- **What you should do**: Print all the records exactly, please.

- **Supplied entries**:
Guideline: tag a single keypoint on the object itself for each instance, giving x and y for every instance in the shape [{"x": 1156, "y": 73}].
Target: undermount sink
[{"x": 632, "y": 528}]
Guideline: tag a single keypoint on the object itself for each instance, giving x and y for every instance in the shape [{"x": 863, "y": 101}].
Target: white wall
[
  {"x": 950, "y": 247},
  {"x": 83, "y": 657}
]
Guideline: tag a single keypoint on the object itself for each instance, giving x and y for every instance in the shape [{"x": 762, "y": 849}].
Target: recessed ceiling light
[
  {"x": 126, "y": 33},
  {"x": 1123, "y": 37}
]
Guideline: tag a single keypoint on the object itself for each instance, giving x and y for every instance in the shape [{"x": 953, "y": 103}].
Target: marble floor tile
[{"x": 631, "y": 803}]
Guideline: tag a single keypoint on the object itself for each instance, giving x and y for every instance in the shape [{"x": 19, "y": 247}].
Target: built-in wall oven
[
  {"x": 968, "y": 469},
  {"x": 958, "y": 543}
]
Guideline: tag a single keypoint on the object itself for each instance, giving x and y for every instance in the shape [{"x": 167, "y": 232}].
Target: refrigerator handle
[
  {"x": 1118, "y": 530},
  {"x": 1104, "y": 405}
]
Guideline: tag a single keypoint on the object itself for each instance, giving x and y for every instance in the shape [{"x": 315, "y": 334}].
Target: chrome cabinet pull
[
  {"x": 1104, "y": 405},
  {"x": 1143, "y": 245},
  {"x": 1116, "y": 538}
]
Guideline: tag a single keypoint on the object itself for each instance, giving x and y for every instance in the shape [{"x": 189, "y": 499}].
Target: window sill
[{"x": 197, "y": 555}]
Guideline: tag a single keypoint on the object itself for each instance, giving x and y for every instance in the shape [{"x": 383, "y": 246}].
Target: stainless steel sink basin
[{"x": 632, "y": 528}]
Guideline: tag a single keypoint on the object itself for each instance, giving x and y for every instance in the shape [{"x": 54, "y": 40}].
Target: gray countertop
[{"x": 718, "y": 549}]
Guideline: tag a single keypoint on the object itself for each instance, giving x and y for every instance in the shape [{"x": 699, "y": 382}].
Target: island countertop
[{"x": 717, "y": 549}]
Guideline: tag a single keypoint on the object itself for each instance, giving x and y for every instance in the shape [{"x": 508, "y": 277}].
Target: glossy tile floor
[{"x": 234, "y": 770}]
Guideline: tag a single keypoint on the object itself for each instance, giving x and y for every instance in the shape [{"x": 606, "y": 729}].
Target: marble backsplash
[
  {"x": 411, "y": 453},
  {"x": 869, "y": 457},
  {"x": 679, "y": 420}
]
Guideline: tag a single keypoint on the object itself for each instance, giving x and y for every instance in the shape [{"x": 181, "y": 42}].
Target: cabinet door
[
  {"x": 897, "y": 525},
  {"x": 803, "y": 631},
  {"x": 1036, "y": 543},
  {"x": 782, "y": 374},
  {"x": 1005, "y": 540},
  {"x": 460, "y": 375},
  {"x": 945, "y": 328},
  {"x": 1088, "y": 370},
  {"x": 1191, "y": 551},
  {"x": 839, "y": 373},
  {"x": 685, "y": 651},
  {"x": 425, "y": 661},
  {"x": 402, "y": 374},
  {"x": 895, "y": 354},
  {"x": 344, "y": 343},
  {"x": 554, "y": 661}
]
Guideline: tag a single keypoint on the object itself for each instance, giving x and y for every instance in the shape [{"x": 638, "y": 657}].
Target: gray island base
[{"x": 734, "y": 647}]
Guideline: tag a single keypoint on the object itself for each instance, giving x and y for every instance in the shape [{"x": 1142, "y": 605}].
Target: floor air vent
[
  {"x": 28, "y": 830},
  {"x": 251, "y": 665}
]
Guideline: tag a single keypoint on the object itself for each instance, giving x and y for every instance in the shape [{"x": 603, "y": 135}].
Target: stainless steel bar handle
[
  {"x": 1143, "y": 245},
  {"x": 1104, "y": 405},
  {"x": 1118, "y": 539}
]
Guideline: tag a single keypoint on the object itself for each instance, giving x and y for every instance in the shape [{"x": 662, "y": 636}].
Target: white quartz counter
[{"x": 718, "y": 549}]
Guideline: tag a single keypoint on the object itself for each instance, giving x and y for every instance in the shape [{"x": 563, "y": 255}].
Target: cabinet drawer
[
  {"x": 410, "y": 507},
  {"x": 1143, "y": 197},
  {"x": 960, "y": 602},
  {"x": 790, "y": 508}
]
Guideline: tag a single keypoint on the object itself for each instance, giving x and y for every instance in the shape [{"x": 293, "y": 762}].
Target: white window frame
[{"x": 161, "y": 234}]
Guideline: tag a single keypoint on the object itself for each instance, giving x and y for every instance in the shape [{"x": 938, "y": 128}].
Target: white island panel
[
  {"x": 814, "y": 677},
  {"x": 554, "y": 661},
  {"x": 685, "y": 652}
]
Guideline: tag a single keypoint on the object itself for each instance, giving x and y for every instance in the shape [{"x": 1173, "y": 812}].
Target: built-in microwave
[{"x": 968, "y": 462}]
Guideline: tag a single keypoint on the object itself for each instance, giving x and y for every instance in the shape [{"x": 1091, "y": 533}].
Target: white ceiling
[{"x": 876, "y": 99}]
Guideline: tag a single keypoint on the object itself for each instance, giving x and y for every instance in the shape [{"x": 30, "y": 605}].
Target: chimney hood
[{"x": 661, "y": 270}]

- **Written answer**:
Guideline: tag a single keypoint on the object itself for each instance, giving x and y for every instance in the shape [{"x": 1156, "y": 73}].
Target: undermount sink
[{"x": 632, "y": 528}]
Guideline: tag a single keypoint on the object itself for each instance, giving x and y for every instance in the shape [{"x": 863, "y": 101}].
Target: white wall
[
  {"x": 950, "y": 247},
  {"x": 83, "y": 657}
]
Guideline: tag a single keypoint on the object itself for each instance, giving x and y for every instance in the shape [{"x": 762, "y": 849}].
Target: recessed ceiling light
[
  {"x": 126, "y": 33},
  {"x": 1123, "y": 37}
]
Guideline: tag a single keypoint on the object itself for each instance, giving x and y for every instance in the shape [{"x": 953, "y": 103}].
Target: marble floor tile
[{"x": 631, "y": 803}]
Guideline: tag a single keypoint on the object itself for each instance, giving x and y for every instance in the shape [{"x": 19, "y": 247}].
Target: built-in wall oven
[
  {"x": 968, "y": 469},
  {"x": 958, "y": 543}
]
Guideline: tag a single keypoint on the object itself for each instance, giving x and y for every instance in the shape [{"x": 167, "y": 232}].
Target: refrigerator handle
[
  {"x": 1118, "y": 530},
  {"x": 1104, "y": 405}
]
Guideline: tag a single keypoint on the object itself for each instance, giving x and y for every instance in the shape [{"x": 315, "y": 334}].
Target: chrome cabinet pull
[
  {"x": 1104, "y": 405},
  {"x": 1143, "y": 245},
  {"x": 1116, "y": 538}
]
Guideline: tag a single keypoint on the object itself for each instance, giving x and y for every instance in the shape [{"x": 189, "y": 499}].
Target: window sill
[{"x": 197, "y": 555}]
Guideline: tag a single keypoint on the object itself for each instance, giving x and y for every instance in the shape [{"x": 383, "y": 246}].
Target: stainless steel sink basin
[{"x": 632, "y": 528}]
Guideline: tag a single keypoint on the object itself for each instance, giving x and y for every instance in the shape [{"x": 54, "y": 40}].
Target: gray countertop
[{"x": 718, "y": 549}]
Guideline: tag a single keypoint on the object itself for each instance, giving x and y for every instance in the shape [{"x": 699, "y": 382}].
Target: island countertop
[{"x": 717, "y": 549}]
Guideline: tag a single keypoint on the object itself for each instance, giving x and y for every instance in the shape [{"x": 508, "y": 277}].
Target: glossy tile floor
[{"x": 234, "y": 770}]
Guideline: tag a single keypoint on the object itself for each instance, giving x and y for every instance in the shape [{"x": 606, "y": 729}].
Target: marble backsplash
[
  {"x": 411, "y": 453},
  {"x": 869, "y": 457},
  {"x": 679, "y": 420}
]
Guideline: tag a single keypoint on the object itself for each instance, giving x and y for every instance in the shape [{"x": 181, "y": 42}].
Target: cabinet door
[
  {"x": 897, "y": 525},
  {"x": 803, "y": 631},
  {"x": 1036, "y": 543},
  {"x": 782, "y": 374},
  {"x": 1005, "y": 540},
  {"x": 460, "y": 375},
  {"x": 945, "y": 328},
  {"x": 1088, "y": 370},
  {"x": 1191, "y": 551},
  {"x": 839, "y": 373},
  {"x": 685, "y": 651},
  {"x": 425, "y": 661},
  {"x": 402, "y": 374},
  {"x": 895, "y": 354},
  {"x": 344, "y": 343},
  {"x": 554, "y": 661}
]
Guideline: tag a single keypoint on the object itself for each instance, giving x and y for every instance in the shape [{"x": 638, "y": 657}].
Target: gray island base
[{"x": 734, "y": 647}]
Guideline: tag a single keypoint on the object itself for each instance, giving x and y for every instance in the shape [{"x": 1142, "y": 605}].
Target: floor air vent
[
  {"x": 28, "y": 830},
  {"x": 251, "y": 665}
]
Guideline: tag a single keypoint on the object itself for each instance, giving x and y for every instance in the shape [{"x": 603, "y": 135}].
Target: stainless steel bar handle
[
  {"x": 1143, "y": 245},
  {"x": 1104, "y": 405},
  {"x": 1118, "y": 539}
]
Guideline: tag a single keypoint on the object itself for each instance, giving x and y for every instance in the shape [{"x": 662, "y": 636}].
Target: white quartz counter
[{"x": 718, "y": 549}]
Guideline: tag a single keypoint on the object itself for each instance, giving x and y for every instance in the shape [{"x": 563, "y": 255}].
Target: cabinet drawer
[
  {"x": 410, "y": 507},
  {"x": 1143, "y": 197},
  {"x": 960, "y": 602},
  {"x": 790, "y": 508}
]
Guideline: tag a single keypoint on the object itself for each instance, giving x and y for every instance in the shape [{"x": 293, "y": 762}].
Target: white window frame
[{"x": 161, "y": 234}]
Guideline: tag a single keypoint on the object itself for each instance, giving x and y for every instance in the shape [{"x": 938, "y": 128}].
Target: white island panel
[
  {"x": 814, "y": 677},
  {"x": 554, "y": 661},
  {"x": 685, "y": 652}
]
Guideline: tag a single keypoint on the object itself for each instance, giving x and y for every instance in the shape [{"x": 1173, "y": 812}].
Target: built-in microwave
[{"x": 968, "y": 462}]
Guideline: tag a single keypoint on the object itself for each instance, giving x and y for every instance in the shape [{"x": 1091, "y": 533}].
Target: white ceiling
[{"x": 876, "y": 99}]
Guideline: tag a single keypoint on the object itself for each instance, giving x and y for every instance in the shape [{"x": 30, "y": 605}].
Target: chimney hood
[{"x": 661, "y": 270}]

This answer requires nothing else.